The Dutch Pension Sharing in the Event of a Divorce Act (Wet verevening pensioenrechten bij scheiding, WVPS) came into effect on 1 May 1995. According to the WVPS, both former partners are entitled to half of the old-age pension. This regards the old-age pension that has been accrued in the period between the time of the wedding or official partnership registration and the time of divorce. The pension provider pays out their share of the pension to each of the former partners individually. No judicial decision on this is necessary. The act denotes the one who has built up the pension as the 'person liable for pension sharing' and the one who hasn't personally accrued the pension as the 'person entitled to pension sharing'.

The main question that we answer in this research is if the act has served its purpose. What was the legislator's goal at the time? Did and does the act meet that goal? A second question is if there are new societal developments that give cause to adjust the act. A third question is how the act works in practice and whether or not there are any practical problems. The fourth question is what solution approaches there are to the observed bottlenecks.

## Data excerpt
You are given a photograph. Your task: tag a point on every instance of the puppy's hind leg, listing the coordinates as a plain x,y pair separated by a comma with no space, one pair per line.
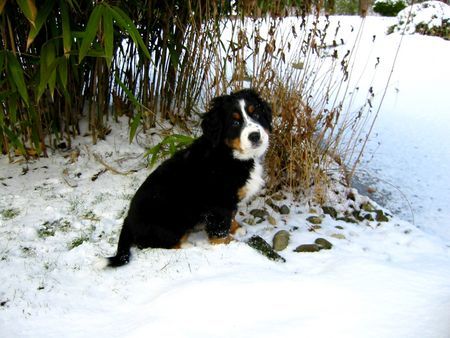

## Tasks to perform
1. Rewrite the stretch from "The Dutch Pension" through "to pension sharing'." in the passage on the Dutch pension sharing act, substituting "ex-partners" for "former partners".
2. Answer these from the passage on the Dutch pension sharing act:
(a) On what date did the act come into effect?
(b) What does the act call the one who has built up the pension?
(c) What is the third question the research sets out?
3. Continue the passage on the Dutch pension sharing act from where it stops.

## Task responses
1.
The Dutch Pension Sharing in the Event of a Divorce Act (Wet verevening pensioenrechten bij scheiding, WVPS) came into effect on 1 May 1995. According to the WVPS, both ex-partners are entitled to half of the old-age pension. This regards the old-age pension that has been accrued in the period between the time of the wedding or official partnership registration and the time of divorce. The pension provider pays out their share of the pension to each of the ex-partners individually. No judicial decision on this is necessary. The act denotes the one who has built up the pension as the 'person liable for pension sharing' and the one who hasn't personally accrued the pension as the 'person entitled to pension sharing'.

2.
(a) 1 May 1995.
(b) The 'person liable for pension sharing'.
(c) How the act works in practice and whether or not there are any practical problems.

3.
The answers are answered by means of desk research, interviews, a survey among ex-partners and a survey among lawyers and notaries. The results were tested in an expert-meeting.

Background WVPS

Division of labour within a family increases the welfare of both spouses during the marriage. However, in the case of a divorce the partner who is participating in the labour market to a lesser extent or not at all has a disadvantageous position with respect to the partner who has been holding a full-time paid job. To prevent the creation of such a disadvantageous position one can enter into a prenuptial agreement. This agreement should then (1) determine that the assets accrued during the marriage are the result of a combined effort by both partners, and (2) take into consideration the loss in earning capacity of the partner who did not or did to a lesser degree participate in the labour market. Since the pension is also an asset which is the result of the efforts of both partners, it is reasonable to divide it. This can't be done in the same manner as other assets, because it is not freely available at the time of divorce.

Goal WVPS

The primary reason behind the WVPS was realizing the goal of the Boon-Van Loon judgment of 27 November 1981. The purpose of the Boon-Van Loon decree was to come to a pension settlement upon divorce by taking as a point of departure that the pension build-up is the result of the joint efforts of both partners and that the pension build-up is being financed by the community as a whole. A second principal purpose of the WVPS was to improve the workability of the judgment and to unburden the legal practice.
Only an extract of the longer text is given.